[Object location annotation data]
- - - -

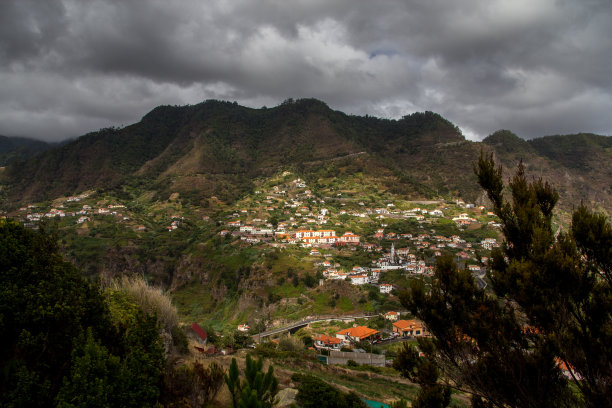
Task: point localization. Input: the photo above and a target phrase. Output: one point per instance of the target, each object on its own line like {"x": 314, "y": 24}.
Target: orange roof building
{"x": 325, "y": 341}
{"x": 408, "y": 328}
{"x": 357, "y": 333}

- - - -

◆ **Exercise brief**:
Rewrite the items above as a two-column CSV with the header text,answer, giving one row per item with its wording under text and its answer under answer, each in a single quoted field with line breaks replaced by spaces. Omit the pictures.

◆ **Answer**:
text,answer
"Task: point localization. Input: the photo above and a target phrase. Output: one point per instance of the target, each object on its own line like {""x"": 314, ""y"": 24}. Target: orange roof building","{""x"": 325, ""y"": 341} {""x"": 408, ""y"": 328} {""x"": 357, ""y"": 333}"